━━━━━ Source document

All this attention on the Australian aviation industry is just what the Australian government has been hoping for after the launch, three years ago, of the government & industry initiated Aerospace Industry Action Agenda, designed "to improve the health and competitiveness of a declining industry in Australia".
The entire industry gathered for the 8th Australian International Airshow, held at Avalon Airport, some 50 kilometres south of Melbourne, with the sole purpose of breaking even more barriers.
The Airshow, held at Avalon every two years, is an important world event for the aerospace industry in Australia and the largest of its kind in the southern hemisphere. A strong aerospace industrial presence is always felt at the Exposition: from the 1st show in 1992, some 226 exhibitors from 12 countries attended and this year's presence is ever stronger, with almost 600 exhibitors, representing all the major key players from all over the world. This year also incorporates for the first time, LanDef, a land defence and ground warfare exhibition.
The 2005 event attracted some 170,000 people during the public days and participating aircraft was at an all time high. This year's event was expected to surpass that with an expected crowd of some 200,000 people over the two and half public days. The show attracts aircraft from all parts of the spectrum; including business jets & general aviation to combat aircraft, historic warbirds and experimental aircraft. All the Australian Armed Forces were represented, from the fast jets & transports of the RAAF, to the helicopters of both the Navy and Army. The United States Air Force (USAF) was also a major contributor to the show; arriving to kick off celebrations of its 60th Anniversary of full independence from the US Army. Two F/A-18F Super Hornets from the US Navy accompanied the USAF to showcase the capabilities of Australia's new strike aircraft. Other performers included Jim LeRoy in his Bulldog Pitts and Bob Carlton in his silent jet powered glider plus the Historic Aircraft Restoration's Super Constellation and many more.
The show began on Tuesday 20th March, kicking off the 1st of 4 trade show days. The first public display began on the afternoon of Friday 23rd March followed by the two full public display days on the Saturday and Sunday. The show relies heavily on a near-all volunteer force. People come from all over Australia and even the world to volunteer for one of the hundreds of roles available. Australia has a long history of staging world events and the reason why is the people; be it the Airshow at Avalon, the Commonwealth games in 2006 or even the Olympics; Australia has a great volunteering culture, where everyone lends a hand. The people make these shows happen, without them; these huge events would simply not even leave the ground.
The International Aerospace and Defence Exposition at this year's Airshow was the biggest yet. The purpose of the Exposition is to promote the development of aviation and Australian industrial, manufacturing and IT/communication technology resources as they apply to aerospace and defence. A large audience of representatives from all key aerospace and defence companies, from all over the world, are all brought together under the new enlarged Exposition area.

━━━━━━━━━━
━━━━━ Listing

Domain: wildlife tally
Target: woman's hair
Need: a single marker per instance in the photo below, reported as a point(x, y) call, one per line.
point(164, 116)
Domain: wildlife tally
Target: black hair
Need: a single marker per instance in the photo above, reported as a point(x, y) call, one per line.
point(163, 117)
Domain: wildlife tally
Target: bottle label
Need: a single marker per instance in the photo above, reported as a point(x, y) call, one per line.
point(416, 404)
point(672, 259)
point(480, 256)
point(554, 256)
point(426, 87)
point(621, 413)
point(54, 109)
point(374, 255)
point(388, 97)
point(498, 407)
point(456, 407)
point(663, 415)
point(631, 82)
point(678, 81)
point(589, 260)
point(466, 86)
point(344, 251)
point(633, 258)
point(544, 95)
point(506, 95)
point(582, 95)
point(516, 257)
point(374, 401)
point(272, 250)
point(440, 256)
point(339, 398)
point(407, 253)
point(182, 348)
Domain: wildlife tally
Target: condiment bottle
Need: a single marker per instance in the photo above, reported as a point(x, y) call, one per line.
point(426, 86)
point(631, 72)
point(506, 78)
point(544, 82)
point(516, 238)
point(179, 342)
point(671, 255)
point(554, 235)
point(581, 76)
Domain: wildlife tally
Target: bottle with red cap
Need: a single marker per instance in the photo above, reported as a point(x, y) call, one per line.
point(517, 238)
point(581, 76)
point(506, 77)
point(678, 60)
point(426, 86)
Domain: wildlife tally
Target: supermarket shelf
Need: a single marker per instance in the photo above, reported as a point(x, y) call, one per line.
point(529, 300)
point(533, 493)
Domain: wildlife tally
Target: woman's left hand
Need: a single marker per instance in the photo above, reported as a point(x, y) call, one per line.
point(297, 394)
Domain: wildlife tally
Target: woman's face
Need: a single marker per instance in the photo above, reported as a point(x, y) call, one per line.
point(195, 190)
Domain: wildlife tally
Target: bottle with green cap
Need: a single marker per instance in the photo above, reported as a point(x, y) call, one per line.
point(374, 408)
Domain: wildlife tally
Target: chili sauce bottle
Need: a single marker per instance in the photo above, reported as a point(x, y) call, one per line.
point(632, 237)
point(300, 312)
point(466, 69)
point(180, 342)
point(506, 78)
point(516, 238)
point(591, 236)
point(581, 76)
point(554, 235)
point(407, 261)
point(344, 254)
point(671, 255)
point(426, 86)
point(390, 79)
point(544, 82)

━━━━━━━━━━

**Short problem 1:** From the airshow text, list the categories of aircraft that the show is said to attract.
**Short problem 2:** Carry on the text about the Avalon airshow with a few sentences that pick up after its final sentence.

**Final result 1:**
- Business jets
- General aviation
- Combat aircraft
- Historic warbirds
- Experimental aircraft

**Final result 2:**
The official theme for the 2007 Australian International Airshow was "Breaking the Barriers," a celebration of the 60th Anniversary of General Charles "Chuck" Yeager breaking the sound barrier in the Bell X-1A. The great man himself was the Airshow's special guest. As already mentioned, this year also marks the 60th Anniversary of the formation of a fully independent US Air Force.
The Airshow is key for the ADF to show the world a slice of an ever-increasing capability. Some 600 representatives of the World's media were in attendance and a large number from other World Governments and Armed Forces were also present. As with all major trade shows, a lot of the work was done behind closed doors or through a number of major conferences and seminars. There were however, flying displays during the afternoon. There were both commercial and military flying through the 4 trade show days. Australia's own Gippsland Aeronautics displayed its GA-8 Airvan with HAL from India displaying its Hansa 4 training aircraft. Thankfully, the bigger guys pushed it up a few notches with both the RAAF and the USAF showing off their aircraft.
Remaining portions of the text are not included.